__About this task__. Copy the entries starting at the beginning and ending at the line that contains "box: [172, 67, 177, 76]", substituting "points" for every "clicks" and changing nothing else. Leave the pictures out of your copy.

── The data ──

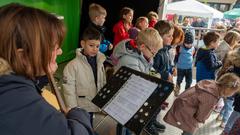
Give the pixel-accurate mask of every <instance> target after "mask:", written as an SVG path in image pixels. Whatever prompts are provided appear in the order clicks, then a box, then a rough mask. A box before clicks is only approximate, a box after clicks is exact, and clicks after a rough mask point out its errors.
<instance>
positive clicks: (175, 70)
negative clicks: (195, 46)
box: [172, 67, 177, 76]
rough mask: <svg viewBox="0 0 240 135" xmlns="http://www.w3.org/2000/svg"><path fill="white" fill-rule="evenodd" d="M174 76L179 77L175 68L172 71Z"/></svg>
mask: <svg viewBox="0 0 240 135" xmlns="http://www.w3.org/2000/svg"><path fill="white" fill-rule="evenodd" d="M172 75H173V76H177V68H175V67H174V68H173V69H172Z"/></svg>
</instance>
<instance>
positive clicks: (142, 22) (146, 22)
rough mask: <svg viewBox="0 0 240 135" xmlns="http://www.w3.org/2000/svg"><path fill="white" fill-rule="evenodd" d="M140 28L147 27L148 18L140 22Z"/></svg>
mask: <svg viewBox="0 0 240 135" xmlns="http://www.w3.org/2000/svg"><path fill="white" fill-rule="evenodd" d="M139 26H140V29H141V30H145V29H146V28H148V20H143V21H142V22H141V23H140V24H139Z"/></svg>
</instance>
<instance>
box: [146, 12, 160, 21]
mask: <svg viewBox="0 0 240 135" xmlns="http://www.w3.org/2000/svg"><path fill="white" fill-rule="evenodd" d="M153 17H155V18H156V19H157V20H158V14H157V13H156V12H154V11H150V12H149V13H148V14H147V18H148V19H149V20H152V19H153Z"/></svg>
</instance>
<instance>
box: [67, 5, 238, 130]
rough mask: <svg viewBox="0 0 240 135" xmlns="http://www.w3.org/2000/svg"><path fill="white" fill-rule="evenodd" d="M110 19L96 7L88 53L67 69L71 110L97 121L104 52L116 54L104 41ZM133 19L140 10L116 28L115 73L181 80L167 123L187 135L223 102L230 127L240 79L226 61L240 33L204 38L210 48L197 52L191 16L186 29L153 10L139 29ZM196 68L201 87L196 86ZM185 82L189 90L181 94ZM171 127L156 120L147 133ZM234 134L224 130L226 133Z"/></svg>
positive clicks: (130, 16)
mask: <svg viewBox="0 0 240 135" xmlns="http://www.w3.org/2000/svg"><path fill="white" fill-rule="evenodd" d="M106 15H107V13H106V10H105V9H104V8H103V7H102V6H101V5H98V4H95V3H93V4H91V5H90V7H89V17H90V21H91V22H90V23H89V27H88V28H86V30H85V31H84V33H83V37H82V40H81V46H82V49H77V51H76V55H77V56H76V58H75V59H74V60H72V61H70V62H69V63H68V64H67V66H66V67H65V69H64V78H63V81H64V83H63V87H64V97H65V100H66V103H67V106H68V107H70V108H71V107H75V106H78V107H81V108H84V109H86V110H87V111H88V112H89V113H90V115H91V118H92V119H93V115H94V112H98V111H99V108H97V107H96V106H94V105H93V104H92V103H91V102H90V100H91V99H92V98H93V97H94V96H95V95H96V94H97V92H98V90H99V89H101V88H102V86H103V85H104V84H106V77H105V73H106V72H105V69H104V64H103V63H104V60H105V57H104V55H103V54H102V53H104V52H105V51H106V50H108V49H112V44H111V43H110V42H109V41H108V40H107V39H106V38H105V36H104V29H105V27H104V26H103V24H104V22H105V17H106ZM133 17H134V10H133V9H131V8H129V7H124V8H122V10H121V11H120V20H119V21H118V22H117V23H116V24H115V25H114V26H113V33H114V39H113V53H112V55H111V58H112V60H113V66H114V69H115V70H116V69H118V68H119V67H121V66H127V67H130V68H132V69H135V70H138V71H140V72H143V73H146V74H150V72H151V70H155V72H156V73H158V74H160V76H161V79H163V80H166V81H170V82H173V76H176V75H177V81H176V86H175V89H174V95H175V96H176V97H177V98H176V100H175V102H174V103H173V106H172V107H171V109H170V110H169V111H168V113H167V115H166V116H165V118H164V120H165V121H166V122H167V123H169V124H171V125H173V126H176V127H178V128H180V129H182V130H183V135H191V134H193V133H194V132H195V131H196V129H197V127H198V123H203V122H204V121H205V120H206V119H207V118H208V116H209V115H210V112H211V110H213V109H214V106H215V105H216V104H217V102H218V100H219V99H220V98H222V97H223V98H224V101H225V106H224V107H223V109H222V111H221V113H220V114H219V116H218V118H217V119H218V120H222V123H223V124H221V125H222V127H224V126H225V124H226V123H227V120H228V117H229V116H230V114H231V108H232V104H233V98H234V97H231V96H232V95H233V94H234V93H236V92H237V91H239V87H240V79H239V77H238V76H237V75H235V73H227V72H223V68H221V67H222V65H223V63H224V62H225V63H229V62H226V61H227V60H225V57H226V55H227V54H228V51H230V52H231V51H233V50H234V48H236V47H237V46H238V42H239V41H240V34H239V33H238V32H236V31H228V32H221V33H220V32H214V31H210V32H207V33H206V34H205V35H203V36H202V38H203V43H204V46H202V47H199V48H196V46H194V43H195V42H194V40H195V32H194V29H192V27H191V25H190V21H189V18H187V17H186V18H184V23H183V26H184V29H182V28H181V27H179V26H177V25H175V24H173V23H172V22H169V21H166V20H158V15H157V14H156V13H155V12H153V11H150V12H149V14H148V15H147V17H145V16H141V17H139V18H137V19H136V23H135V25H133V24H132V21H133ZM219 33H220V34H221V35H220V34H219ZM103 45H105V47H104V46H103ZM103 48H105V49H103ZM99 51H100V52H99ZM195 54H196V55H195ZM195 57H196V60H195V63H194V58H195ZM236 61H237V60H236ZM234 62H235V61H234ZM234 62H233V63H234ZM231 64H232V63H231ZM225 65H226V64H225ZM194 66H196V80H197V84H196V85H195V86H193V87H191V85H192V81H193V73H192V72H193V67H194ZM235 66H236V65H235V64H234V67H235ZM224 67H226V66H224ZM217 72H219V73H218V74H217ZM184 78H185V81H186V85H185V91H184V92H183V93H181V92H180V90H181V83H182V81H183V79H184ZM216 78H217V79H216ZM91 82H92V83H91ZM173 83H175V82H173ZM89 84H91V85H89ZM93 84H95V85H93ZM235 98H236V97H235ZM206 99H208V100H206ZM230 99H231V101H229V100H230ZM235 104H236V103H235ZM176 110H177V111H176ZM159 112H160V109H159V110H158V113H159ZM186 113H188V114H186ZM233 115H234V114H233ZM232 117H234V116H232V115H231V116H230V118H232ZM234 118H235V119H236V118H238V117H234ZM91 122H92V121H91ZM228 125H230V126H226V128H229V127H232V126H233V122H232V123H231V124H228ZM165 128H166V127H165V126H164V125H163V124H161V123H159V121H158V120H157V115H156V116H153V118H152V120H151V121H150V122H149V124H148V125H147V126H146V131H147V132H149V133H150V134H152V135H158V133H159V132H164V130H165ZM230 129H231V128H229V129H226V131H225V130H224V133H225V132H229V131H230ZM116 134H117V135H130V134H131V131H130V130H129V129H127V128H125V127H123V126H122V125H121V124H117V130H116Z"/></svg>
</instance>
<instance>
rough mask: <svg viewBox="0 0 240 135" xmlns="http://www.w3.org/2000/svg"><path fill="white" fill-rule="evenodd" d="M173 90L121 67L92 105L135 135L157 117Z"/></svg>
mask: <svg viewBox="0 0 240 135" xmlns="http://www.w3.org/2000/svg"><path fill="white" fill-rule="evenodd" d="M173 88H174V84H173V83H171V82H168V81H165V80H162V79H160V78H157V77H154V76H150V75H148V74H145V73H142V72H139V71H136V70H133V69H131V68H128V67H125V66H123V67H121V68H120V69H118V71H117V72H116V73H115V74H114V75H113V76H112V77H111V79H110V81H109V83H107V84H106V85H105V86H104V87H103V88H102V89H101V90H100V91H99V92H98V93H97V95H96V96H95V97H94V98H93V99H92V102H93V103H94V104H95V105H96V106H98V107H99V108H101V109H102V110H103V111H104V112H105V113H107V114H108V115H109V116H111V117H112V118H113V119H115V120H116V121H117V122H119V123H120V124H122V125H123V126H125V127H127V128H129V129H130V130H131V131H133V132H134V133H135V134H137V135H138V134H140V133H141V132H142V130H143V129H144V127H145V126H146V125H147V124H148V123H149V122H150V120H151V119H152V118H153V117H154V116H155V115H157V113H158V111H157V110H159V109H160V106H161V104H162V103H163V102H164V101H165V100H166V99H167V98H168V96H169V95H170V94H171V92H172V91H173Z"/></svg>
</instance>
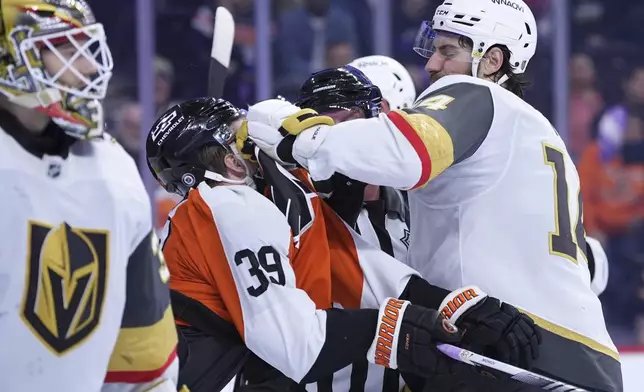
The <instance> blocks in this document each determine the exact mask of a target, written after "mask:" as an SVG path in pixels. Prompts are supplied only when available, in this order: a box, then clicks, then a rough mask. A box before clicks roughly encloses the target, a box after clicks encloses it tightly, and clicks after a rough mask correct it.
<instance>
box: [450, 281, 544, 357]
mask: <svg viewBox="0 0 644 392" xmlns="http://www.w3.org/2000/svg"><path fill="white" fill-rule="evenodd" d="M440 309H441V314H442V315H443V317H445V318H446V319H448V320H450V321H451V322H453V323H455V324H456V325H457V326H458V327H459V328H460V329H462V330H463V340H462V342H463V345H462V346H463V347H464V348H468V349H471V350H472V351H475V352H479V353H481V354H483V355H486V356H489V357H491V358H495V359H498V360H499V361H503V362H505V363H508V364H511V365H515V366H519V367H521V368H523V369H530V366H531V364H532V361H533V360H534V359H537V357H538V356H539V344H541V333H540V332H539V330H538V329H537V327H536V326H535V324H534V321H532V319H531V318H530V317H529V316H527V315H525V314H523V313H520V312H519V311H518V310H517V308H515V307H514V306H512V305H510V304H507V303H503V302H501V301H499V300H498V299H496V298H493V297H489V296H488V295H487V294H486V293H484V292H483V291H481V289H480V288H478V287H476V286H467V287H464V288H461V289H458V290H455V291H452V292H451V293H450V294H449V295H448V296H447V297H446V298H445V299H444V300H443V303H442V304H441V307H440Z"/></svg>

───

__Task result__.
Give the pixel-accurate mask of every <instance> target after "mask:", written as an SVG path in image pixels. Whatever prompts are provided appear in the order points, then a box, then a rough mask. A box before points is only approximate, a box after points is exact, and points after a rough mask point out its errors.
<instance>
positive points: (175, 70)
negative points: (195, 46)
box: [172, 67, 177, 76]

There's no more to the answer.